--- Listed entries ---

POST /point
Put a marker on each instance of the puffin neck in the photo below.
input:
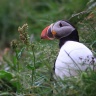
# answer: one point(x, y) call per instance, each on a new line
point(72, 37)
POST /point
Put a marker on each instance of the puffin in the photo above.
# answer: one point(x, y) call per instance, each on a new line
point(74, 57)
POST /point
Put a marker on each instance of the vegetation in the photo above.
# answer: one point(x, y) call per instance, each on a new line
point(26, 67)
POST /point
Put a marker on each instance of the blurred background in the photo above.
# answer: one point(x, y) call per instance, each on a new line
point(38, 14)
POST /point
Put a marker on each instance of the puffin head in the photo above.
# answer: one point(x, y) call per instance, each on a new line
point(61, 30)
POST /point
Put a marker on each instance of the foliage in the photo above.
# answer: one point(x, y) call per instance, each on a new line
point(27, 69)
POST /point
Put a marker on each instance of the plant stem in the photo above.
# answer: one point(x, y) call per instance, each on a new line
point(33, 70)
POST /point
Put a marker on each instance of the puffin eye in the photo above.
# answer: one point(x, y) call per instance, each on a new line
point(60, 25)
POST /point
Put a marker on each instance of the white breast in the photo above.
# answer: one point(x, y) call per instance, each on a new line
point(73, 58)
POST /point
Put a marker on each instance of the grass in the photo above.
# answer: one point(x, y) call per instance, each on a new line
point(26, 70)
point(29, 70)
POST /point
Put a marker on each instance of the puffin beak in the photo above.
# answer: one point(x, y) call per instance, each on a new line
point(46, 33)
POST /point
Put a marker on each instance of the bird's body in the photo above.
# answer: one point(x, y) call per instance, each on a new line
point(74, 56)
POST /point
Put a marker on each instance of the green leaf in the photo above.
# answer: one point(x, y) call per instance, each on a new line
point(20, 53)
point(5, 75)
point(30, 67)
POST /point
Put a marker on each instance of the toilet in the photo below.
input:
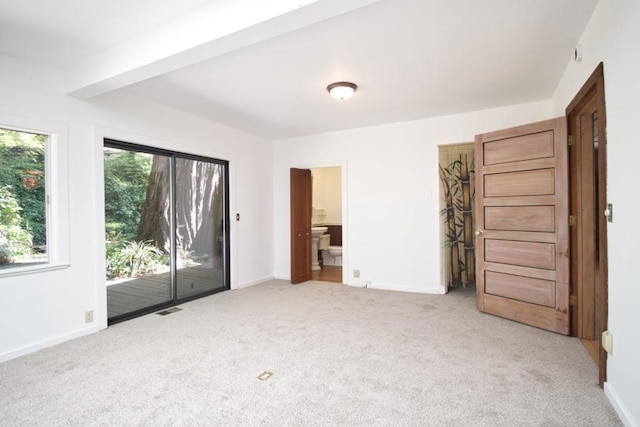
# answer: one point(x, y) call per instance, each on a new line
point(332, 255)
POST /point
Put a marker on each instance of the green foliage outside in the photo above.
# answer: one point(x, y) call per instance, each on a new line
point(126, 176)
point(131, 258)
point(22, 194)
point(15, 241)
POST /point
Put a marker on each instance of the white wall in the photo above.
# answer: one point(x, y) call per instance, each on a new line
point(37, 310)
point(391, 173)
point(613, 37)
point(327, 193)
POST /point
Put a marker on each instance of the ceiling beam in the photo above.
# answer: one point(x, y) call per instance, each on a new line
point(207, 32)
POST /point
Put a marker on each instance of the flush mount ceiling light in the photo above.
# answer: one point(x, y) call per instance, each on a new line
point(342, 90)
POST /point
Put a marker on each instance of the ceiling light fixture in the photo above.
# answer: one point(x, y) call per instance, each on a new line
point(342, 90)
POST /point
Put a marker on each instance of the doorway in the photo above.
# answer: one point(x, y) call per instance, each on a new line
point(166, 228)
point(326, 190)
point(319, 201)
point(586, 118)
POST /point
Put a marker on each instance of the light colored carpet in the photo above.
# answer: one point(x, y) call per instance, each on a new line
point(339, 356)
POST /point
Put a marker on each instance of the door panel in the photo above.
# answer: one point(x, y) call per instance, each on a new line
point(200, 234)
point(522, 216)
point(300, 225)
point(526, 254)
point(526, 147)
point(525, 183)
point(516, 218)
point(535, 291)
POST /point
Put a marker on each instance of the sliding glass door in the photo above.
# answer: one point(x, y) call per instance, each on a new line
point(200, 224)
point(166, 217)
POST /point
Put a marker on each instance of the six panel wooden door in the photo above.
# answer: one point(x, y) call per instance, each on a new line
point(522, 242)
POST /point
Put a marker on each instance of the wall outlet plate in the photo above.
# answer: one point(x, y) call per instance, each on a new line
point(607, 342)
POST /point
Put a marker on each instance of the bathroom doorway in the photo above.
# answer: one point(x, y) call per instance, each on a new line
point(326, 193)
point(328, 211)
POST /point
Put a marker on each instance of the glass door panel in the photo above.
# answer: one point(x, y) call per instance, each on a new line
point(200, 236)
point(138, 224)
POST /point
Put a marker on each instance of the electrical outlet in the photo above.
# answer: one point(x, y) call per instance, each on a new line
point(607, 342)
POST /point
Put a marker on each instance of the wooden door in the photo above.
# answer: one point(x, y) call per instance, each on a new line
point(586, 116)
point(583, 209)
point(522, 241)
point(300, 225)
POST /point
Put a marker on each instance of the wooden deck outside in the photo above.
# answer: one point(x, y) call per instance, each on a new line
point(153, 289)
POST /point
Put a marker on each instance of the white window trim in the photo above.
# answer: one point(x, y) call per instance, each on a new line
point(56, 194)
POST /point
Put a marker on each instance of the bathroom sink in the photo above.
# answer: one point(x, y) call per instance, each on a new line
point(318, 231)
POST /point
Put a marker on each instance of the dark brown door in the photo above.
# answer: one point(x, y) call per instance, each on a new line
point(587, 153)
point(522, 213)
point(300, 225)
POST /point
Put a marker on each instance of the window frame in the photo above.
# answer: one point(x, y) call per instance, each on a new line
point(56, 172)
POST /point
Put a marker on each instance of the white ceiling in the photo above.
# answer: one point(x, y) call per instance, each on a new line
point(264, 68)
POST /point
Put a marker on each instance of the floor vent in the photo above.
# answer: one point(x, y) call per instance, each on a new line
point(169, 311)
point(265, 376)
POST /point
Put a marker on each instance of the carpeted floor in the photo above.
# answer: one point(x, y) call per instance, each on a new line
point(339, 356)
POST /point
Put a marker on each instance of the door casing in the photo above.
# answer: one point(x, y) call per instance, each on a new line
point(589, 273)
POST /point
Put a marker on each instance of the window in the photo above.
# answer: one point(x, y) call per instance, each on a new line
point(29, 208)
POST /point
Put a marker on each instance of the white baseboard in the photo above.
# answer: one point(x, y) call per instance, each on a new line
point(620, 408)
point(254, 282)
point(391, 287)
point(48, 343)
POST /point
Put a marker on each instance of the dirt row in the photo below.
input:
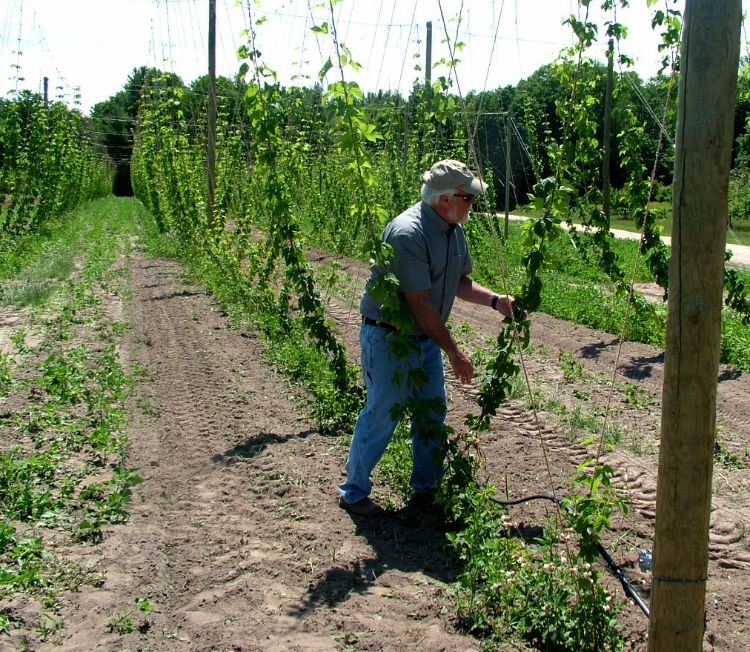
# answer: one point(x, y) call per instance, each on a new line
point(235, 536)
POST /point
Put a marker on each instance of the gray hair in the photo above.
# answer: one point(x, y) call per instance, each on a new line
point(431, 195)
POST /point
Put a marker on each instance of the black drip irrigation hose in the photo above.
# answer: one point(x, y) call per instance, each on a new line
point(616, 570)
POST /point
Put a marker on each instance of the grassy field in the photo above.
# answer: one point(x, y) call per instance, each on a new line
point(738, 235)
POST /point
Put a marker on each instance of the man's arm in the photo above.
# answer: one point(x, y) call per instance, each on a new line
point(472, 292)
point(429, 320)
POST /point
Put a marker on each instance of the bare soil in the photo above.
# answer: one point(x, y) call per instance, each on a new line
point(235, 535)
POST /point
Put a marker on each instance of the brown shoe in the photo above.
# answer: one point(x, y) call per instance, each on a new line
point(364, 507)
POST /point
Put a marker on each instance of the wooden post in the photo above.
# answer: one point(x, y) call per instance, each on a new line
point(211, 115)
point(708, 81)
point(507, 174)
point(428, 57)
point(607, 135)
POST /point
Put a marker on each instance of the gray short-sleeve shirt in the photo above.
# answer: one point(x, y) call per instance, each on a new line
point(428, 254)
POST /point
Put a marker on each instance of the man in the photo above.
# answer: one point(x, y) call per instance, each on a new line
point(432, 263)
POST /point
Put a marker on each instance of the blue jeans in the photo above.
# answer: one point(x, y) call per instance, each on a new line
point(385, 378)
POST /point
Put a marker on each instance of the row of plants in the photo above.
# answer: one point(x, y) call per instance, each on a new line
point(64, 474)
point(251, 253)
point(50, 163)
point(336, 191)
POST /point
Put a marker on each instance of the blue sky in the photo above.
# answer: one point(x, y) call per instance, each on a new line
point(93, 45)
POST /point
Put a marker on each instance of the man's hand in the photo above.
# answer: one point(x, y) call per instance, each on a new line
point(461, 365)
point(504, 304)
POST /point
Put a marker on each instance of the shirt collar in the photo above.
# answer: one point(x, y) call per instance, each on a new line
point(430, 214)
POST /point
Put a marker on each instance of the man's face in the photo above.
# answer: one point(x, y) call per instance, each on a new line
point(459, 206)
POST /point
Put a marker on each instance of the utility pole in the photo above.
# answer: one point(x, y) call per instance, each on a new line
point(211, 115)
point(428, 67)
point(708, 82)
point(507, 174)
point(607, 136)
point(428, 57)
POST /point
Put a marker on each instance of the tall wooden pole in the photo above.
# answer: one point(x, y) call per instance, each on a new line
point(708, 81)
point(211, 114)
point(428, 67)
point(607, 135)
point(507, 174)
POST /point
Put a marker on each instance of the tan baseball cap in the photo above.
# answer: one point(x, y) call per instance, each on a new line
point(450, 174)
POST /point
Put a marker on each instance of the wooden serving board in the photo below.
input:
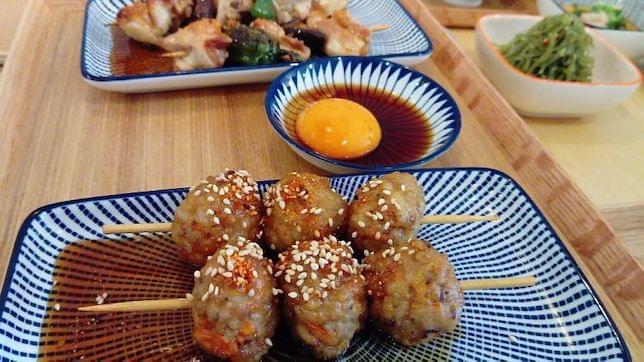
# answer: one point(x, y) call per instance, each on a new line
point(463, 17)
point(62, 139)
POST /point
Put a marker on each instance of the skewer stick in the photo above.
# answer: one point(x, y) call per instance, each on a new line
point(177, 54)
point(513, 282)
point(137, 228)
point(379, 27)
point(457, 219)
point(165, 227)
point(183, 303)
point(140, 306)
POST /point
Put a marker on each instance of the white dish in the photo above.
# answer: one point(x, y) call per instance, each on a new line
point(631, 43)
point(614, 77)
point(404, 42)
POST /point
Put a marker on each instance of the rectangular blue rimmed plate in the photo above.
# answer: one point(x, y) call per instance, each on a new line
point(558, 319)
point(404, 42)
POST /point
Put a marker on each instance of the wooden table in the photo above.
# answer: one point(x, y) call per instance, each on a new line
point(63, 139)
point(603, 153)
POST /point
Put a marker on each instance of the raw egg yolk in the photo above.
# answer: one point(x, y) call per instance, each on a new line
point(338, 128)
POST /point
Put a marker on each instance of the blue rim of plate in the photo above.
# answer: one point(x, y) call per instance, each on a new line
point(87, 75)
point(272, 91)
point(25, 226)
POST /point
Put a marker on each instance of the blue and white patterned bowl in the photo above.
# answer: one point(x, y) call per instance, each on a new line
point(560, 318)
point(405, 42)
point(353, 78)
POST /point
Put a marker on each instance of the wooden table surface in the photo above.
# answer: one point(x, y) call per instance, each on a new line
point(62, 139)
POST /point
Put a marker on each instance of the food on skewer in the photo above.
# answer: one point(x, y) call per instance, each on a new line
point(345, 36)
point(386, 211)
point(412, 307)
point(302, 206)
point(148, 21)
point(234, 309)
point(324, 297)
point(223, 209)
point(201, 44)
point(294, 49)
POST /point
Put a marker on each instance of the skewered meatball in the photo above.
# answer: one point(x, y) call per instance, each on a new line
point(387, 211)
point(223, 209)
point(302, 207)
point(413, 307)
point(234, 308)
point(324, 304)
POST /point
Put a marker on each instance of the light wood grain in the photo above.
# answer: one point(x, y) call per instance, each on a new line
point(603, 153)
point(63, 139)
point(464, 17)
point(11, 12)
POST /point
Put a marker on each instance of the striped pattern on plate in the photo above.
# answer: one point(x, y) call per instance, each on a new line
point(558, 319)
point(368, 81)
point(404, 41)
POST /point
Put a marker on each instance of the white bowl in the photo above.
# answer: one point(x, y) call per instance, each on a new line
point(614, 77)
point(630, 42)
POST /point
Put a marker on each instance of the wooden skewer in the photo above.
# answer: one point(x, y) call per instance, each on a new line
point(165, 227)
point(177, 54)
point(183, 303)
point(379, 27)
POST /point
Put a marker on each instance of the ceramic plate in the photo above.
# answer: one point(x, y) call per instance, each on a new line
point(404, 42)
point(558, 319)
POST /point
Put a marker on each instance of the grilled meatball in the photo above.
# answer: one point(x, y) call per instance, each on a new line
point(233, 306)
point(221, 210)
point(302, 207)
point(413, 307)
point(324, 301)
point(387, 211)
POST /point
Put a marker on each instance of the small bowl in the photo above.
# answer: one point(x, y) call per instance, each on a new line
point(614, 77)
point(630, 42)
point(359, 78)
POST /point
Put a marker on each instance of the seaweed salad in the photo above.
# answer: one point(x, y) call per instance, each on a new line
point(557, 48)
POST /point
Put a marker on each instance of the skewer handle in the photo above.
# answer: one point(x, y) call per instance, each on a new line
point(514, 282)
point(457, 219)
point(137, 228)
point(140, 306)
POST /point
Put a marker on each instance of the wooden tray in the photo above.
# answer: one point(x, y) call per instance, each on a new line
point(462, 17)
point(63, 140)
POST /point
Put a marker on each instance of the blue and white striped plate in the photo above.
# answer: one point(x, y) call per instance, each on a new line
point(558, 319)
point(404, 42)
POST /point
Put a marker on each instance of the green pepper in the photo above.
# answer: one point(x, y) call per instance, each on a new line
point(252, 46)
point(263, 9)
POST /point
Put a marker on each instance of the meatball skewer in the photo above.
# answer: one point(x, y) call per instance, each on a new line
point(324, 301)
point(389, 211)
point(234, 304)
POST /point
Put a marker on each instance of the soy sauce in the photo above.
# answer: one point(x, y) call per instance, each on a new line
point(406, 133)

---

### What is required
Copy out the records above, from the very beginning through the line containing "point(74, 56)", with both ends included. Leave out the pictures.

### Solution to this problem
POST /point
Put a marker on each instance of the puffin neck in the photo below.
input:
# answer: one point(x, y) call per instance, each on a new line
point(72, 37)
POST /point
Put a marker on each instance of the puffin in the photo above.
# answer: one point(x, y) call per instance, each on a new line
point(74, 57)
POST /point
Put a marker on each instance of the vegetation in the photo above.
# answer: one point(x, y) call per instance, each on a new line
point(26, 67)
POST /point
Put a marker on each instance of the blurred background in the photo above.
# answer: one point(x, y) call per instance, each on a new line
point(38, 14)
POST /point
Put a marker on each instance of the puffin head in the photo above.
# answer: one point(x, y) call per instance, each on a new line
point(61, 30)
POST /point
Put a marker on each instance of the foliage in the photo above.
# answer: one point(x, y) call per instance, each on a new line
point(27, 69)
POST /point
Put a marker on each instance of the plant stem in the photo above.
# answer: one point(x, y) call per instance, each on a new line
point(33, 70)
POST /point
Put a marker on each instance of the puffin eye in the photo above.
# answer: one point(x, y) call per instance, each on a new line
point(60, 25)
POST /point
Put a marker on each instance of the white breast in the photo above.
# answer: one point(x, y) call per instance, each on a new line
point(73, 58)
POST /point
Put a marker on each instance of the grass in the photo above.
# answer: one point(x, y) call per instance, each on a new line
point(26, 70)
point(29, 70)
POST /point
Put a marker on each instance of the puffin beak in the photo above.
# answer: one point(x, y) call per instance, each on a new line
point(46, 33)
POST /point
Put a marker on each instance of the bird's body in the photo above.
# answer: one point(x, y) call per instance, each on a new line
point(74, 56)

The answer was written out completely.